Geben Sie die Zeilen beginnend mit der Zeile, die „around the snow-capped“ enthält, und endend mit der Zeile, die „81,96,350,181“ enthält, beide eingeschlossen, samt den Aufforderungen erneut wieder und verschieben Sie dabei jede Koordinate in den Antworten um 116. Lassen Sie die Bilder in Ihrer Wiedergabe weg.

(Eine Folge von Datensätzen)
▬▬▬▬▬▬▬▬▬▬
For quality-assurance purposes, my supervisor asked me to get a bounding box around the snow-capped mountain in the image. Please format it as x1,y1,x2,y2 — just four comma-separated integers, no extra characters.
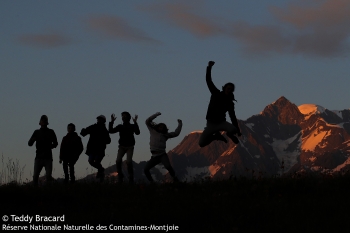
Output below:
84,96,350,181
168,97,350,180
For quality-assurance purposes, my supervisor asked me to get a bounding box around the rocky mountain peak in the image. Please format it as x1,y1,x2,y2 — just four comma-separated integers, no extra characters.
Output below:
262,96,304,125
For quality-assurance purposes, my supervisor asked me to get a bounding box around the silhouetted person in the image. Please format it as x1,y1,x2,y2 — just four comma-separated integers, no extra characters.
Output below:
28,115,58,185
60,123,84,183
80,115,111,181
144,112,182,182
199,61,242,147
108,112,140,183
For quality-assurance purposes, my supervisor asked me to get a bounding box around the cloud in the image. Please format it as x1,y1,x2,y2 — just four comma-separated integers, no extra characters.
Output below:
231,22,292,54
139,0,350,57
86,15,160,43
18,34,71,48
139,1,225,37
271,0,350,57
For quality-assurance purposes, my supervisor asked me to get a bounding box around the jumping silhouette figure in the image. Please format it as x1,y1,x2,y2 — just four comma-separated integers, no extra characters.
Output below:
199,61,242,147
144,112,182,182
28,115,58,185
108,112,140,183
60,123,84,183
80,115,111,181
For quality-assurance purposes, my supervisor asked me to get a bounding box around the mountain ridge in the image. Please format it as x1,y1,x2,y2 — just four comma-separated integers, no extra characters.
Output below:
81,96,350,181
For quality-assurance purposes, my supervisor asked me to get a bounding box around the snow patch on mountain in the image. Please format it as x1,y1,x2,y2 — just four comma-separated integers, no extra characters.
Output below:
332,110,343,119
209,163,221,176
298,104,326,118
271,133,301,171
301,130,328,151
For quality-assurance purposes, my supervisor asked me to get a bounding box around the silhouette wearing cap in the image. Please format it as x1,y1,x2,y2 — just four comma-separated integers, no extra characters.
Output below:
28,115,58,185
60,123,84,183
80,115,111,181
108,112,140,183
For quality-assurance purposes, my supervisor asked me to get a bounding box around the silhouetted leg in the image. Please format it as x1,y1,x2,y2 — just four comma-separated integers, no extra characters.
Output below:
▬▬▬▬▬▬▬▬▬▬
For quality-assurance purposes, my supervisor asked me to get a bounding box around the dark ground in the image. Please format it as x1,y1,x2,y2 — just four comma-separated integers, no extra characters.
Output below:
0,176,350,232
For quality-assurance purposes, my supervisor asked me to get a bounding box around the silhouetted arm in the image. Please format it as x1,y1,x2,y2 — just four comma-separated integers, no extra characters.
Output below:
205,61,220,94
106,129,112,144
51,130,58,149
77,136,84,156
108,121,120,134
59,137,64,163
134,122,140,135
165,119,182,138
▬▬▬▬▬▬▬▬▬▬
## Ergebnis:
For quality-assurance purposes, my supervisor asked me to get a bounding box around the snow-capped mountain in the image. Please format it as x1,y1,x2,y2 — just four comma-separated integers, no extra characters.
Output below:
200,212,466,297
284,213,466,296
For quality-assurance purposes, my supervisor asked me to get a bounding box around the rocky mountain peak in the image. Please format it as x1,y1,x2,y2 — just four comma-separated integers, no extra characters.
Output below:
378,212,420,241
For quality-assurance purposes, my supervisor asked me to get a bounding box around the silhouetted person in the image. Please format it as x1,y1,x2,y2 — just four comma-separated integers, no extra characters.
Output below:
144,231,174,301
176,239,200,299
196,231,227,297
260,228,298,298
315,177,358,263
224,228,256,299
For quality-assurance purposes, my supervisor asked me to get a bounding box around the cloud in the image. Please format it as x1,y1,x2,y2 — just four comma-separated integers, no extra characters.
Output below:
347,138,408,170
255,116,466,173
202,131,276,159
134,150,187,164
255,117,341,153
387,116,466,173
For quality-assurance purposes, my supervisor asked me to get a bounding box around the jumping silhouette figure in the image. Please format it as x1,y1,x2,y2 — just four comma-separated integers, no extra characters.
Output below:
315,177,358,263
260,228,298,298
144,231,174,301
224,228,256,299
176,239,200,299
196,231,227,297
For quality-assurance purposes, my supervisor asked me to get a bounding box around the mountain ridge in the image. Please format it as x1,y1,x2,y2 — just four comma-separated integers, no extra characters.
Output below:
197,212,466,297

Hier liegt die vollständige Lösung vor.